Wednesday, April 8, 2009

Use Your Schitzoillusion

Schizophrenia sufferers aren't fooled by an optical illusion known as the “hollow mask” that the rest of us fall for because connections between the sensory and conceptual areas of their brains might be on the fritz. And you can bet you hope you see the illusion below...

In the hollow mask illusion, viewers perceive a concave face (like the back side of a hollow mask) as a normal convex face. The illusion exploits our brain's strategy for making sense of the visual world: uniting what it actually sees — known as bottom-up processing — with what it expects to see based on prior experience — known as top-down processing.



This powerful expectation overrides visual cues, like shadows and depth information, that indicate anything to the contrary. But patients with schizophrenia are undeterred by implausibility: They see the hollow face for what it is. Some psychologists believe this dissociation from reality may result from an imbalance between bottom-up and top-down processing — a hypothesis ripe for testing using the hollow mask illusion.

_DATA PROVIDED_
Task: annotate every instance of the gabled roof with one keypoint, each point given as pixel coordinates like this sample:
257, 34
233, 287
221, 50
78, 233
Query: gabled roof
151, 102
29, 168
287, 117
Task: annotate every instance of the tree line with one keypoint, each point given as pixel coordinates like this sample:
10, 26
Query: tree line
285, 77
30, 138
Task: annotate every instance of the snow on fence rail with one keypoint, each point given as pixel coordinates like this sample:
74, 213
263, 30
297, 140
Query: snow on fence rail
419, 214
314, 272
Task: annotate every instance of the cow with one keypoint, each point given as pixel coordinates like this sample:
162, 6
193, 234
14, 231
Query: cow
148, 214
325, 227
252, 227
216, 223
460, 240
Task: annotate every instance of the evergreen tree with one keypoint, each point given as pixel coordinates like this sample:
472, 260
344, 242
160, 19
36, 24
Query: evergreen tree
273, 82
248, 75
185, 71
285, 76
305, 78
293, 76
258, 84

_EXERCISES TO COMPLETE_
[1] In the post about the hollow mask illusion, what is the name for processing based on what the brain expects to see from prior experience?
[2] For each statement, say whether it agrees with the post about the hollow mask illusion, and quote the deciding words. (a) In the illusion, viewers perceive a concave face as a normal convex face. (b) Patients with schizophrenia are fooled by the hollow face. (c) Shadows and depth information override the brain's expectation.
[3] Print the part of the post about the hollow mask illusion that opens with the words containing "Schizophrenia sufferers aren't" and closes with "the illusion below...".
The entries play no part in the work asked here.

_RESPONSES FOR EACH TASK_
[1] Top-down processing.

[2]
(a) Yes: "viewers perceive a concave face (like the back side of a hollow mask) as a normal convex face"
(b) No: "They see the hollow face for what it is."
(c) No: "This powerful expectation overrides visual cues, like shadows and depth information"

[3]
Schizophrenia sufferers aren't fooled by an optical illusion known as the “hollow mask” that the rest of us fall for because connections between the sensory and conceptual areas of their brains might be on the fritz. And you can bet you hope you see the illusion below...